Region labeling entries:
━━━━━━━━━━━━━━━━━━━━
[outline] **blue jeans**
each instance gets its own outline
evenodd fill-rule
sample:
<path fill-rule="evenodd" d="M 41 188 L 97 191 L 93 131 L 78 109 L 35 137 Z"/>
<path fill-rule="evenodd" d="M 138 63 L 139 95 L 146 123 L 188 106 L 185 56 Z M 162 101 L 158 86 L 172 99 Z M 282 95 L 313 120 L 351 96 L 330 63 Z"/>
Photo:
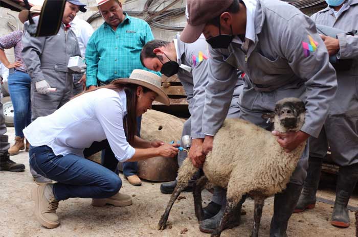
━━━━━━━━━━━━━━━━━━━━
Exercise »
Copy every line of the records above word for word, but omit the pictures.

Response to this exercise »
[outline] **blue jeans**
each instance gets its own outline
evenodd fill-rule
sample:
<path fill-rule="evenodd" d="M 41 188 L 97 191 L 93 131 L 78 109 L 35 137 Z"/>
<path fill-rule="evenodd" d="M 138 63 L 139 95 L 146 123 L 188 106 L 185 56 Z M 162 101 L 158 86 L 172 99 Z M 282 95 L 313 120 L 351 96 L 330 63 Z"/>
Photo:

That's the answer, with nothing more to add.